» **Provided material**:
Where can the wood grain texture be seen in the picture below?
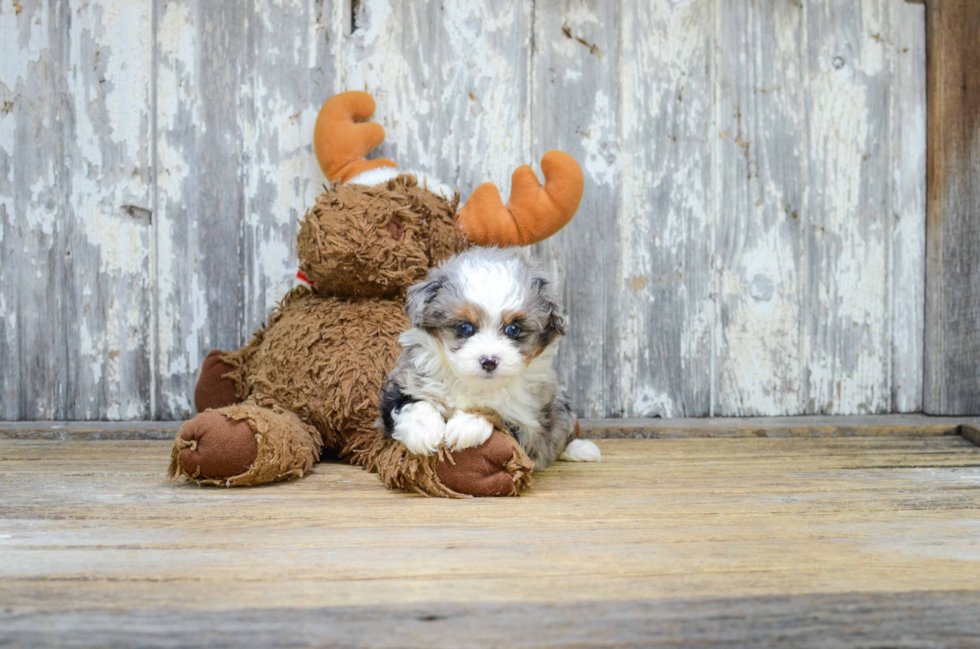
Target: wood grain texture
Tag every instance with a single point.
(451, 83)
(952, 339)
(908, 203)
(932, 619)
(238, 90)
(806, 426)
(92, 534)
(762, 163)
(75, 150)
(848, 228)
(750, 242)
(575, 108)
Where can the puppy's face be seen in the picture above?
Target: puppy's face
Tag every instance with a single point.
(492, 312)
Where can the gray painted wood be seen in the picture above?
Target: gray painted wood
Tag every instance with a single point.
(238, 90)
(905, 425)
(751, 239)
(937, 619)
(75, 150)
(848, 227)
(575, 108)
(952, 339)
(908, 196)
(761, 171)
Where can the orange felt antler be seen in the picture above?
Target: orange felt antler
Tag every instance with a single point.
(341, 137)
(533, 212)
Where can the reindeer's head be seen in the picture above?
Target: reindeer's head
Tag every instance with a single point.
(378, 232)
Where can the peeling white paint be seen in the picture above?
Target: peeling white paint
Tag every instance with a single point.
(647, 111)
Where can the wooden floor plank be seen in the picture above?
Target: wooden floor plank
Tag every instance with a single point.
(915, 425)
(92, 530)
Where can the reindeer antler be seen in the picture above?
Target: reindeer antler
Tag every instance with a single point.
(342, 137)
(533, 212)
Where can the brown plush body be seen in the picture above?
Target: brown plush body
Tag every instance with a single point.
(308, 383)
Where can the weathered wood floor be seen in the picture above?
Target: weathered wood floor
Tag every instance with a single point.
(751, 541)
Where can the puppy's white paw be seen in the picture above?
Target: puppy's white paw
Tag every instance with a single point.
(581, 450)
(420, 427)
(466, 430)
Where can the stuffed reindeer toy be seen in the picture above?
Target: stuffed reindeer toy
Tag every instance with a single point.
(308, 383)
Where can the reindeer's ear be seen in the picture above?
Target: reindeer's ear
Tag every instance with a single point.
(533, 213)
(343, 136)
(419, 299)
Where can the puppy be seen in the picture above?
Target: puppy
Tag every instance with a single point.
(485, 327)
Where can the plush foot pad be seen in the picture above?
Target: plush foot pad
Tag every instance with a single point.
(498, 467)
(214, 390)
(244, 445)
(212, 446)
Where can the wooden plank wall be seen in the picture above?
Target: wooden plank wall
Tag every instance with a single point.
(952, 370)
(751, 240)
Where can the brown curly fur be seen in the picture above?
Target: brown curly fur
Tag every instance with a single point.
(311, 377)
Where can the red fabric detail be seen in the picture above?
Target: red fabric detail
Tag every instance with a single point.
(301, 276)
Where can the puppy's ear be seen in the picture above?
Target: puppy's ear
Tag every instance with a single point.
(419, 297)
(555, 326)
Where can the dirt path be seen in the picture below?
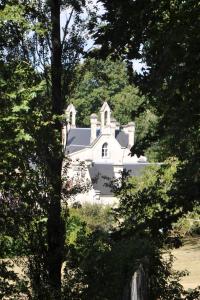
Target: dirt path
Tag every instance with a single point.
(188, 258)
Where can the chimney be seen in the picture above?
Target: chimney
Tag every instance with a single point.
(113, 126)
(131, 134)
(70, 113)
(93, 122)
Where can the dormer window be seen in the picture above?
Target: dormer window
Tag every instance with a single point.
(105, 150)
(106, 118)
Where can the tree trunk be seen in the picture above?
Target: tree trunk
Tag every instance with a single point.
(55, 223)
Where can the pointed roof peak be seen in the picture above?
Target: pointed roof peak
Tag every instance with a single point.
(105, 106)
(70, 108)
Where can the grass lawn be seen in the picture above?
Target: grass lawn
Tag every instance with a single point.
(188, 258)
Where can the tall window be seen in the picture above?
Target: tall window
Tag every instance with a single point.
(105, 150)
(70, 117)
(106, 118)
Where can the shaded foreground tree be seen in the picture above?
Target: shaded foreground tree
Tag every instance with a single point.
(31, 141)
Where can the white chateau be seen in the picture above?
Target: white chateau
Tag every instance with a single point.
(104, 148)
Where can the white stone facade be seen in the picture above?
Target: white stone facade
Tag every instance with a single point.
(103, 150)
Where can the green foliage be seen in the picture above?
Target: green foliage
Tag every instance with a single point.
(189, 224)
(104, 80)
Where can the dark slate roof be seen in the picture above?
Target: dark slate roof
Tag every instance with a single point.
(79, 138)
(122, 138)
(136, 168)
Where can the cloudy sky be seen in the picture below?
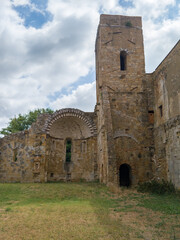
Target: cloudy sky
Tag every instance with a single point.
(47, 49)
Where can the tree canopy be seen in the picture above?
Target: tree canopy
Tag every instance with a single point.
(22, 122)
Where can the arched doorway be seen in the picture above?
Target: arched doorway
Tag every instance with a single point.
(125, 175)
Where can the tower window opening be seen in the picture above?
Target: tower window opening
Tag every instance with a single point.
(161, 110)
(68, 150)
(123, 59)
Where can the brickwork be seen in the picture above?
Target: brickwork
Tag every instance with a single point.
(122, 100)
(132, 136)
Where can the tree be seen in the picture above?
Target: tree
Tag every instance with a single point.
(23, 122)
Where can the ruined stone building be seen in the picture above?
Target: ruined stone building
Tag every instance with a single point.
(132, 136)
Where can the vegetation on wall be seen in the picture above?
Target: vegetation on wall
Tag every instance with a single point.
(157, 187)
(22, 122)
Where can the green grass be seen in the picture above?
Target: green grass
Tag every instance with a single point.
(85, 211)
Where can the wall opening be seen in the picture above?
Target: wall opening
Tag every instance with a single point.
(151, 116)
(123, 60)
(68, 150)
(125, 175)
(161, 110)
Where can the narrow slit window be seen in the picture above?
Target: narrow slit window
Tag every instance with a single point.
(68, 150)
(151, 116)
(123, 60)
(161, 110)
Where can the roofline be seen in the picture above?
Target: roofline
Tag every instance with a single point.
(167, 55)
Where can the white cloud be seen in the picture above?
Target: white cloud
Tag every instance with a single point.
(36, 63)
(84, 97)
(21, 2)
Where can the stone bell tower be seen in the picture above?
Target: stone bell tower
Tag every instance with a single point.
(123, 134)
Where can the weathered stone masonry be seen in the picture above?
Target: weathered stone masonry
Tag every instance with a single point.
(132, 136)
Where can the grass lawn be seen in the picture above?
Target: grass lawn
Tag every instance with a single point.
(81, 211)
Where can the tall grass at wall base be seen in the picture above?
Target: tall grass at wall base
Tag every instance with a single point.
(157, 187)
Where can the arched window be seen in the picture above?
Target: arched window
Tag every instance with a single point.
(125, 175)
(68, 150)
(123, 60)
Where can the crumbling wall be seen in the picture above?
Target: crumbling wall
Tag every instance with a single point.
(124, 130)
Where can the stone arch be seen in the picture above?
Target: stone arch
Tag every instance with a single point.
(75, 115)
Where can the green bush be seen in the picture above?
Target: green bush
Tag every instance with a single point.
(157, 187)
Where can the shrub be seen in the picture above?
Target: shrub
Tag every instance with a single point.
(157, 187)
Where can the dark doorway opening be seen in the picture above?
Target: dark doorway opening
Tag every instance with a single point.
(68, 150)
(125, 175)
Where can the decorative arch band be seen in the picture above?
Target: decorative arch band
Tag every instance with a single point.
(70, 112)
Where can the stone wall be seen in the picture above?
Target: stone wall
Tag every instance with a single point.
(166, 115)
(22, 157)
(124, 129)
(39, 154)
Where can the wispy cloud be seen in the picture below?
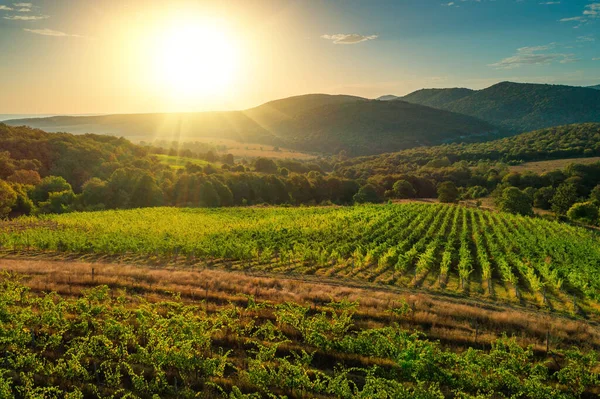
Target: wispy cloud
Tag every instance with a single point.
(348, 38)
(26, 17)
(49, 32)
(535, 55)
(590, 11)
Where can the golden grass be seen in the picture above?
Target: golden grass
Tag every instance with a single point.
(455, 321)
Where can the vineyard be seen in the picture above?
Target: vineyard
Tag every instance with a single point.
(104, 343)
(434, 247)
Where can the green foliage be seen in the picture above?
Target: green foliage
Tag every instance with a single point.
(403, 189)
(447, 192)
(8, 198)
(543, 197)
(367, 194)
(564, 197)
(55, 347)
(515, 201)
(517, 106)
(48, 185)
(584, 212)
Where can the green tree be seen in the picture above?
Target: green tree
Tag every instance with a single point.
(8, 198)
(50, 184)
(146, 193)
(584, 212)
(595, 194)
(95, 194)
(543, 197)
(447, 192)
(564, 197)
(367, 193)
(403, 189)
(265, 165)
(516, 201)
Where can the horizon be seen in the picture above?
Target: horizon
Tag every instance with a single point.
(126, 57)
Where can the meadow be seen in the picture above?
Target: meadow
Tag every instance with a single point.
(110, 343)
(433, 247)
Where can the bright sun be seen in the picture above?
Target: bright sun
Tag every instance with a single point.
(196, 60)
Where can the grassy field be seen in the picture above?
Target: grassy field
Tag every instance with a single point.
(180, 162)
(126, 331)
(547, 166)
(431, 247)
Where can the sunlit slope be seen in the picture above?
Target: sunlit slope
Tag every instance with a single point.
(519, 107)
(438, 247)
(317, 122)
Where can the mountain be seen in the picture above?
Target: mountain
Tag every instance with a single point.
(437, 98)
(388, 97)
(315, 122)
(517, 106)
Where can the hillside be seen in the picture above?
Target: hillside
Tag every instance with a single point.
(561, 142)
(517, 106)
(76, 158)
(437, 98)
(317, 122)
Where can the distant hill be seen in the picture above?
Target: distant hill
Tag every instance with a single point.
(388, 97)
(517, 106)
(437, 98)
(315, 122)
(560, 142)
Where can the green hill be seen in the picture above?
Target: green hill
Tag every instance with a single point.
(316, 122)
(517, 106)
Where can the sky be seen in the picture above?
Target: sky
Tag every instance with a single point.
(138, 56)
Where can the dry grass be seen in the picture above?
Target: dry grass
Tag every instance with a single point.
(456, 322)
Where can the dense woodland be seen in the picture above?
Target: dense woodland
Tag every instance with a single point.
(519, 107)
(56, 173)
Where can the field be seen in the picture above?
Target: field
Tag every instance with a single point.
(400, 300)
(432, 247)
(125, 331)
(547, 166)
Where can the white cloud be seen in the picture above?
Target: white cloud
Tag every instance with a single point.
(573, 19)
(593, 10)
(26, 17)
(535, 55)
(348, 38)
(585, 39)
(49, 32)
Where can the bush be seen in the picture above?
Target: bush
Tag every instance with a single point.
(403, 189)
(367, 193)
(515, 201)
(584, 212)
(447, 192)
(8, 198)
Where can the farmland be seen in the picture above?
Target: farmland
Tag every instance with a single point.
(103, 342)
(432, 247)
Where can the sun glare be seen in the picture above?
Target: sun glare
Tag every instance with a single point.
(196, 60)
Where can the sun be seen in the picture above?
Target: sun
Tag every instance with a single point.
(196, 60)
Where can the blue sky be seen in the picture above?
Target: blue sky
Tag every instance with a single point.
(84, 56)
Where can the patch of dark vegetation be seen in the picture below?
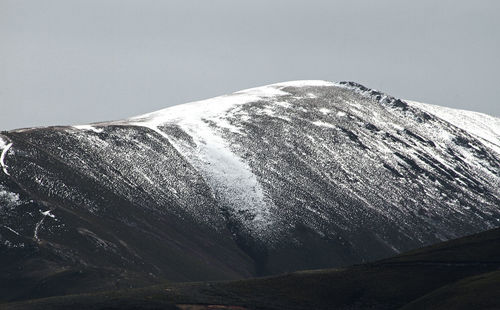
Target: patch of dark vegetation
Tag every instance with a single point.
(458, 274)
(419, 138)
(372, 127)
(393, 170)
(398, 103)
(177, 132)
(353, 137)
(413, 165)
(396, 139)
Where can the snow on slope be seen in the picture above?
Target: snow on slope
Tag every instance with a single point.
(228, 175)
(483, 126)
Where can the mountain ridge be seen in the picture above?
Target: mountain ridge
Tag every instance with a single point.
(289, 176)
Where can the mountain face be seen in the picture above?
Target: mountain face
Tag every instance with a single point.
(297, 175)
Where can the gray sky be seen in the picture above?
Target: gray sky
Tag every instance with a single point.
(79, 61)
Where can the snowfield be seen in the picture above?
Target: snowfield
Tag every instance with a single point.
(288, 176)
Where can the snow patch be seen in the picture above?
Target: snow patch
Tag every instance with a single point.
(88, 127)
(483, 126)
(2, 157)
(322, 124)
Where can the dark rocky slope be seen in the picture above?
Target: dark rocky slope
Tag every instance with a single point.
(290, 176)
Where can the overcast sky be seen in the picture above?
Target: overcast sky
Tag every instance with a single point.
(79, 61)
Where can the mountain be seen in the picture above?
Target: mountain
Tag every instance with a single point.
(289, 176)
(459, 274)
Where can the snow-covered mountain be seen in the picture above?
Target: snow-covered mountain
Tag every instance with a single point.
(296, 175)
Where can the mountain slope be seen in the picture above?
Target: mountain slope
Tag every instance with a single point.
(458, 274)
(297, 175)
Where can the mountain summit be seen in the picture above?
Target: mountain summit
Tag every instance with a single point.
(295, 175)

» **Your goal**: Reproduce only those lines of the entries above that run from the line with "Where can the dark rocky" to the final line.

» **Exercise output**:
Where can the dark rocky slope be seen in the picture above?
Target: dark rocky slope
Tag every instance with a single point.
(290, 176)
Where can the overcast sky be seen in the picture above?
Target: overcast sky
Tag every instance with a single point.
(79, 61)
Where can the mountain be seen in the picture above?
Target: mountain
Tag every instance with a single point.
(289, 176)
(459, 274)
Where can the snow-covered mountain be seen in the picture above?
Target: snow-covered mountain
Tag every instance with a single point.
(296, 175)
Where can the mountain slope be seen in the picture above?
Target: mountain slope
Tag every instance with a single point.
(458, 274)
(297, 175)
Where can the mountain summit be seen in the picture above?
Target: mountain summit
Tag every instance with a single point.
(295, 175)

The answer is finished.